Sutphin herself has spent much of her life lifting others up. The event initiated with her recognizing several pivotal, female community members, presenting each with a plaque as well as words of unwavering gratitude. Included in those honors, were newly elected Town of Goshen Mayor, Molly O’Donnell, the second female ever to hold that esteemed position and local real estate broker, Janet Rendle, for her record sales. Sutphin made it a further point to expand upon the impressive feats of several others in the room, including musician Lisa Jensen, who along with Kofi Donker, provided moving instrumental entertainment during the program.
“We have some absolutely amazing women here,” Sutphin continued to emphasize as well as urge to mingle and network. “We are truly better when we lift one another up.”
That elevation bar resonated with each riveting performance. First, there was Ondrea Lynn, bringing Nightingale, “The Lady with the Lamp,” to life, as she emphatically stressed the declining status of her dire military surroundings.
“The soldiers are ill and piling up with rodents all over the floor; we have reduced the death rate to two-third, but it’s still not enough,” stressed the modestly, fiery Lynn, absorbed in her character. “God has given me a purpose to be a nurse, and I will make changes in the world.”
Following Lynn’s mesmerizing reenactment, Akilah Sutphin, elegantly clad in a tan dress and gold jewelry as Madam C.J. Walker, took a seat, verbally unraveling her rough beginnings as well as unwillingness to cower in the face of them. The self-made businesswomen and first African-American female millionaire, insisted, “Don’t wait for opportunities to happen; you have to make them happen.”

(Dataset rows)
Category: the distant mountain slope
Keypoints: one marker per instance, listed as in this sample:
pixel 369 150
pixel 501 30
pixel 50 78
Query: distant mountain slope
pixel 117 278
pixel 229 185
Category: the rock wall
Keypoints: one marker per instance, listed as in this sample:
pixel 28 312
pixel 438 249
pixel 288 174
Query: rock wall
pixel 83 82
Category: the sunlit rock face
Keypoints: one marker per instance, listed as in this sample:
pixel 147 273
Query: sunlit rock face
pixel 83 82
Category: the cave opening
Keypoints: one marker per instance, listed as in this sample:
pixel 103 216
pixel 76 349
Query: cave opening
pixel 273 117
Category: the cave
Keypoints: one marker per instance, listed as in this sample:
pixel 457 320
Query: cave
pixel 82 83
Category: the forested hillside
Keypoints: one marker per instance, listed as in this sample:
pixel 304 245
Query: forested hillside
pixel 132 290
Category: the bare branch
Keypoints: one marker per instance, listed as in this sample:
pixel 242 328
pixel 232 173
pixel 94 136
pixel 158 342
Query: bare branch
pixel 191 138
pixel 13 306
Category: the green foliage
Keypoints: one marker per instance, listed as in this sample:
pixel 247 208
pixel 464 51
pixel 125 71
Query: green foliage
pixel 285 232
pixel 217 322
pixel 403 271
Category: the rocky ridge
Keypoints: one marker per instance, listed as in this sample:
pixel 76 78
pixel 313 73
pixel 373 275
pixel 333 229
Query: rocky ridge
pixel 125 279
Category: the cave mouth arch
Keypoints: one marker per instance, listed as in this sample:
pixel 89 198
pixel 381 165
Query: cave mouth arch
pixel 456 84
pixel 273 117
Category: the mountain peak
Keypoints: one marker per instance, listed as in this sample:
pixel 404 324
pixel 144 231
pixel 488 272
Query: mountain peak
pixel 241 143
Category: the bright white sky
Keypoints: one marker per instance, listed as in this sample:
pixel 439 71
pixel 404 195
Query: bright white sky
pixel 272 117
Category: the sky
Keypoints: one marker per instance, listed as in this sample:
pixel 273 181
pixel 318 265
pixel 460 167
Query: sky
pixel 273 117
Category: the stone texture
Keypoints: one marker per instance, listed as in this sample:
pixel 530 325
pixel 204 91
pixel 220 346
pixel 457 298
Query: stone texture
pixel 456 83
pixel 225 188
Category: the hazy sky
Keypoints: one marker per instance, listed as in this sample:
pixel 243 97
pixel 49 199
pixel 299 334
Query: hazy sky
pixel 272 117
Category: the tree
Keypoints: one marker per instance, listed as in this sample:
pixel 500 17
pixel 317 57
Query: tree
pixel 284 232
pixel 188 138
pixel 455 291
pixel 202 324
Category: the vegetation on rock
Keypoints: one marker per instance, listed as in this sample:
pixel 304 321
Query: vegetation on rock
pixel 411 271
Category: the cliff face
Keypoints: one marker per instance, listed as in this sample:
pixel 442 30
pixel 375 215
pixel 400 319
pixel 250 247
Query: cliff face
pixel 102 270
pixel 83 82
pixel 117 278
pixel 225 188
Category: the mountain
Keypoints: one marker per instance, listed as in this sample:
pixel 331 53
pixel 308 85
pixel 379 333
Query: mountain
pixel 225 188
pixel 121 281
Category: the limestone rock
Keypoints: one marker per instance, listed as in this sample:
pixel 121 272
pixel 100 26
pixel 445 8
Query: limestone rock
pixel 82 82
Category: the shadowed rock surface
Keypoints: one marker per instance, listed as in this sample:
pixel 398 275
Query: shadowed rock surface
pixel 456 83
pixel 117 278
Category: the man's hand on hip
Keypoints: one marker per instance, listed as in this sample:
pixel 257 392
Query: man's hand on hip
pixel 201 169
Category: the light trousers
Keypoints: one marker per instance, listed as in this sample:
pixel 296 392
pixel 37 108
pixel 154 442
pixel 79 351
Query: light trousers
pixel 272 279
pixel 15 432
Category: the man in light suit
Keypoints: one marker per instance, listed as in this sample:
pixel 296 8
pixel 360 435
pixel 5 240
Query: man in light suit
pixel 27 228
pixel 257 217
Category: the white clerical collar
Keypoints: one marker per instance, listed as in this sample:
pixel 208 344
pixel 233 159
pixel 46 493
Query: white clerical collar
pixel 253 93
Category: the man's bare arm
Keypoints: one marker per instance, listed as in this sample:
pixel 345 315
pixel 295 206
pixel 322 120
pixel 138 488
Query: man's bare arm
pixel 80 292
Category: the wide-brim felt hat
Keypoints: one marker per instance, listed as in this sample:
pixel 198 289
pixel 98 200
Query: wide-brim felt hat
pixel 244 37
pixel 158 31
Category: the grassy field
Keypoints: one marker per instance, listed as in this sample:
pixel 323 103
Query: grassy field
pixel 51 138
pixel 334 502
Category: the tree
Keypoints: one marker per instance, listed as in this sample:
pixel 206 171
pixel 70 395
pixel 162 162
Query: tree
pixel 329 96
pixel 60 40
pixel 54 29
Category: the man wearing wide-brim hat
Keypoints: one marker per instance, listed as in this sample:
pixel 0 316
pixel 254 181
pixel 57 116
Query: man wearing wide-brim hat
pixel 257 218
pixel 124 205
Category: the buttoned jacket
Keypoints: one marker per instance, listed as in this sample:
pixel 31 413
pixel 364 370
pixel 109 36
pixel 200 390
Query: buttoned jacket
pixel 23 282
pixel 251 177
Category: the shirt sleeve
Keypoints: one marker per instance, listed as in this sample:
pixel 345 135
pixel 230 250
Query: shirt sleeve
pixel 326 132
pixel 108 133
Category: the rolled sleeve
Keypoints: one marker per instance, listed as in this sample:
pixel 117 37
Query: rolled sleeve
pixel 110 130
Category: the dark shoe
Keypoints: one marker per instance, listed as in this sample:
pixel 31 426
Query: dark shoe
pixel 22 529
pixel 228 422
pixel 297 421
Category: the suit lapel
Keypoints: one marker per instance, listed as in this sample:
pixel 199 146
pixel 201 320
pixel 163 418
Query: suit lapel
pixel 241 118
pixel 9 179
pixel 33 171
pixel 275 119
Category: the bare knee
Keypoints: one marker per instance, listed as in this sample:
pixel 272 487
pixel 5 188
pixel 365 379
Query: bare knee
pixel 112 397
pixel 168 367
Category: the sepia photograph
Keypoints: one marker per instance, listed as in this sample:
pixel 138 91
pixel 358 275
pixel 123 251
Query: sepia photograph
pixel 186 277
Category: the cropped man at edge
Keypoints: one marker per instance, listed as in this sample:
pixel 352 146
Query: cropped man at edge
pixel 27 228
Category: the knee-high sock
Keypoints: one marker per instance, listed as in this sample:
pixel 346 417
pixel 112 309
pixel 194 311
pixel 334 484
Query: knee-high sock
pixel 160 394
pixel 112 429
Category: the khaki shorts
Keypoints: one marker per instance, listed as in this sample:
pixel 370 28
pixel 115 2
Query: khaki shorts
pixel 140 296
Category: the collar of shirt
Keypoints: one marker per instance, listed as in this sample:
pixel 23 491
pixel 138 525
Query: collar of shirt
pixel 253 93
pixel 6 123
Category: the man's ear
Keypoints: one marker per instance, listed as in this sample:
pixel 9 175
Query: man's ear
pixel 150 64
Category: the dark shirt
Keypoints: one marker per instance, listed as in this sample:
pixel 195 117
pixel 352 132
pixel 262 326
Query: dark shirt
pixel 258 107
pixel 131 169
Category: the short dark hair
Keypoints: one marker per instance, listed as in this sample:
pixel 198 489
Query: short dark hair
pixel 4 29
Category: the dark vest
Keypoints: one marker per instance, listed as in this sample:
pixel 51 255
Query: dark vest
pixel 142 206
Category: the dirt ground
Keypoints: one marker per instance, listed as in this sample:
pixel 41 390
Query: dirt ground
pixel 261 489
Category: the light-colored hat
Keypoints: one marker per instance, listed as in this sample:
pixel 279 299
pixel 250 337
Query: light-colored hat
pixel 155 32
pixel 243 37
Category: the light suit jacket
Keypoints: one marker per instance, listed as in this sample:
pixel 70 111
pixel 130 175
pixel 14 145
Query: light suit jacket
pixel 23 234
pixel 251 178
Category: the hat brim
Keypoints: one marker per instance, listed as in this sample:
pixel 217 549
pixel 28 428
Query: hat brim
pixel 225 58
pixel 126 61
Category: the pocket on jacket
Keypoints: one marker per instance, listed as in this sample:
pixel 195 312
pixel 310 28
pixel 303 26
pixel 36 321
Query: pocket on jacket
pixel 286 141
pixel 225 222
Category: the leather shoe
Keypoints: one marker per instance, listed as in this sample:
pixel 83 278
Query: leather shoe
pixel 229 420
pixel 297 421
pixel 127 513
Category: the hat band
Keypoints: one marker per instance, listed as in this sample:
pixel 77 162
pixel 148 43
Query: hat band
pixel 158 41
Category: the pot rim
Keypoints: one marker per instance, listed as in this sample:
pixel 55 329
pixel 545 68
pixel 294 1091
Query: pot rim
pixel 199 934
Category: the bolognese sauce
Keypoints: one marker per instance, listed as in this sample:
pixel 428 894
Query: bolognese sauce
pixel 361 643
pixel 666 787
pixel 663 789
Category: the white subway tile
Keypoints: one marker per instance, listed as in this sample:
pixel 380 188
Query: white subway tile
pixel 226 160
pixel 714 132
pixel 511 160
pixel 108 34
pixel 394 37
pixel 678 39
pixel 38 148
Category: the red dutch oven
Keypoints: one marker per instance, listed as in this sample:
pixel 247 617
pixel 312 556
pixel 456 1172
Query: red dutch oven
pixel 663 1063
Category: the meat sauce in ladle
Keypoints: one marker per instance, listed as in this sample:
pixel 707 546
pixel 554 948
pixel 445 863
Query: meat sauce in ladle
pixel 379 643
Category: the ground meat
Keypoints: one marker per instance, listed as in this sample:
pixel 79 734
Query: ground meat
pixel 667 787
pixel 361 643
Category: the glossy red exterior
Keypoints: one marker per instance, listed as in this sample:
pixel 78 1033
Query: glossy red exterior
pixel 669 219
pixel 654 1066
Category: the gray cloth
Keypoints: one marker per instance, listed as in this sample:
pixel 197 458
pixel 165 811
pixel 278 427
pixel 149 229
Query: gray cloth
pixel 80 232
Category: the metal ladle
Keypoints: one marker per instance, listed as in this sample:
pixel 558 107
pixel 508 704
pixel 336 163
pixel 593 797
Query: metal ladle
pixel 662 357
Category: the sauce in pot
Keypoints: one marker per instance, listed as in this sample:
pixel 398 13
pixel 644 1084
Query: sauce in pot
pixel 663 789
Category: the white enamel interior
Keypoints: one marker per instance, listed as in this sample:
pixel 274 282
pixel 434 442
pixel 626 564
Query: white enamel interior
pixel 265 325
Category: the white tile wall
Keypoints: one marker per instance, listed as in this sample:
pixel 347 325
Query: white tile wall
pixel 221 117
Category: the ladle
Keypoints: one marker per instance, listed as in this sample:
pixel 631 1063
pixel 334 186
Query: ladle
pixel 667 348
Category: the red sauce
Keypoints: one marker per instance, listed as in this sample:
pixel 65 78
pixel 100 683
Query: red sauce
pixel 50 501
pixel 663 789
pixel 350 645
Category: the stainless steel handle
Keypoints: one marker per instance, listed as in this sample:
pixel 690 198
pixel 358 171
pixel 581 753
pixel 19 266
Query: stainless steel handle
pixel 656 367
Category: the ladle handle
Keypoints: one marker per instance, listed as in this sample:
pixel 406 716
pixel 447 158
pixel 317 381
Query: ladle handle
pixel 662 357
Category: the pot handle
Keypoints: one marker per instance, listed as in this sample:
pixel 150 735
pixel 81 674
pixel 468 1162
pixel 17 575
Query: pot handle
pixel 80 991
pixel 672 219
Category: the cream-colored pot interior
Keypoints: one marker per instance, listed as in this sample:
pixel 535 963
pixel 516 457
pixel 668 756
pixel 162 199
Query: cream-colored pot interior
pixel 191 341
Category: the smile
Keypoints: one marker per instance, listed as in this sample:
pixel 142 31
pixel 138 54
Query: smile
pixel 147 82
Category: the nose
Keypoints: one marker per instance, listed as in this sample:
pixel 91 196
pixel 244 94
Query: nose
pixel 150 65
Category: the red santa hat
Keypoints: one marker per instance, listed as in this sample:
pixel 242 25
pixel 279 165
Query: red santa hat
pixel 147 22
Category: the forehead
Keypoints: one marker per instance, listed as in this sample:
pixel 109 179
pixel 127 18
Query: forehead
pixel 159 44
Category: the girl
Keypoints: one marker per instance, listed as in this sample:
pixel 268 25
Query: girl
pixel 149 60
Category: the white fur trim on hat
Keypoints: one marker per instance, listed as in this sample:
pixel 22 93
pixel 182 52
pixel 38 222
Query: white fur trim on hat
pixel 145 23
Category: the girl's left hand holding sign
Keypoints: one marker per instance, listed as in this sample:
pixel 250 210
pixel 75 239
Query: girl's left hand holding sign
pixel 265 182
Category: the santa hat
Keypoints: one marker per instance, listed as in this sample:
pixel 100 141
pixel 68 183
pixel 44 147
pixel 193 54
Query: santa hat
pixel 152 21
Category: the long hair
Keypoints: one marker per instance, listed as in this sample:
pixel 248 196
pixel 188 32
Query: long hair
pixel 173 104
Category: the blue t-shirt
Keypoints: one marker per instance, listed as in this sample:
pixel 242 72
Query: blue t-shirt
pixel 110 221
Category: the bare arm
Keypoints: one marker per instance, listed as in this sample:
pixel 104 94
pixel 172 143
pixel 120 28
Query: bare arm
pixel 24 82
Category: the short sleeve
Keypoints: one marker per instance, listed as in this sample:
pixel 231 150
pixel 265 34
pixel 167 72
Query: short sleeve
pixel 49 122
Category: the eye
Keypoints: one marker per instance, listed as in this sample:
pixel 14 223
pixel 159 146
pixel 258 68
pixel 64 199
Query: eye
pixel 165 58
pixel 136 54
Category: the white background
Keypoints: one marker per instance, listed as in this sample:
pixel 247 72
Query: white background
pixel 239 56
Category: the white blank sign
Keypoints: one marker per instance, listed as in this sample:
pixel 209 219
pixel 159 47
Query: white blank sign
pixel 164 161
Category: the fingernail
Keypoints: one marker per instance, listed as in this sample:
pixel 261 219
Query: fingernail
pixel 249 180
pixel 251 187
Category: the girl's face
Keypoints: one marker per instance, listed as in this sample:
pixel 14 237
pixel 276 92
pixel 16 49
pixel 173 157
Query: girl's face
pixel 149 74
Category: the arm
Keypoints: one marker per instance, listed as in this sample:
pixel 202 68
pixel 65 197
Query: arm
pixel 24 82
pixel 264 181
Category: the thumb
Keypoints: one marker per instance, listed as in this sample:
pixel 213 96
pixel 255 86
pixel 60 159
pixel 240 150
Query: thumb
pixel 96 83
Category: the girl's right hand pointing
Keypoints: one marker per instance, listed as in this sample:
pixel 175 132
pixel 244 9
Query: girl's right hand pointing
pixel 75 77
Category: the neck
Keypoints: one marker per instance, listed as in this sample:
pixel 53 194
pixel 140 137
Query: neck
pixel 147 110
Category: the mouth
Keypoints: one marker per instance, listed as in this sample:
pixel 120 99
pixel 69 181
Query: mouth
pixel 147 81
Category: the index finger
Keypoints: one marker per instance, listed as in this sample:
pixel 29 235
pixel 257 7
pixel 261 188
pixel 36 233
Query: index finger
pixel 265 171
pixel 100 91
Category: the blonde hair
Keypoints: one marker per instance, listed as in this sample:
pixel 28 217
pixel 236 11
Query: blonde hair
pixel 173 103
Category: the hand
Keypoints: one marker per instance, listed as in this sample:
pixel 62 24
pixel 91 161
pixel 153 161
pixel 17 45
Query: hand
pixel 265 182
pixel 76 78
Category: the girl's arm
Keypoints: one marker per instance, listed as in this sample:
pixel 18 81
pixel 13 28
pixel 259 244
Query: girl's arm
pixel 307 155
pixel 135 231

Tasks to carry out
1 > Answer these questions from the event article:
(a) Who is the newly elected Town of Goshen Mayor?
(b) Which figure did Ondrea Lynn bring to life?
(c) What was Akilah Sutphin wearing as Madam C.J. Walker?
2 > Duplicate the part of the event article that begins at the words "Sutphin herself has" and stops after the words "during the program.".

Results
1 >
(a) Molly O'Donnell
(b) Nightingale, "The Lady with the Lamp"
(c) A tan dress and gold jewelry

2 >
Sutphin herself has spent much of her life lifting others up. The event initiated with her recognizing several pivotal, female community members, presenting each with a plaque as well as words of unwavering gratitude. Included in those honors, were newly elected Town of Goshen Mayor, Molly O’Donnell, the second female ever to hold that esteemed position and local real estate broker, Janet Rendle, for her record sales. Sutphin made it a further point to expand upon the impressive feats of several others in the room, including musician Lisa Jensen, who along with Kofi Donker, provided moving instrumental entertainment during the program.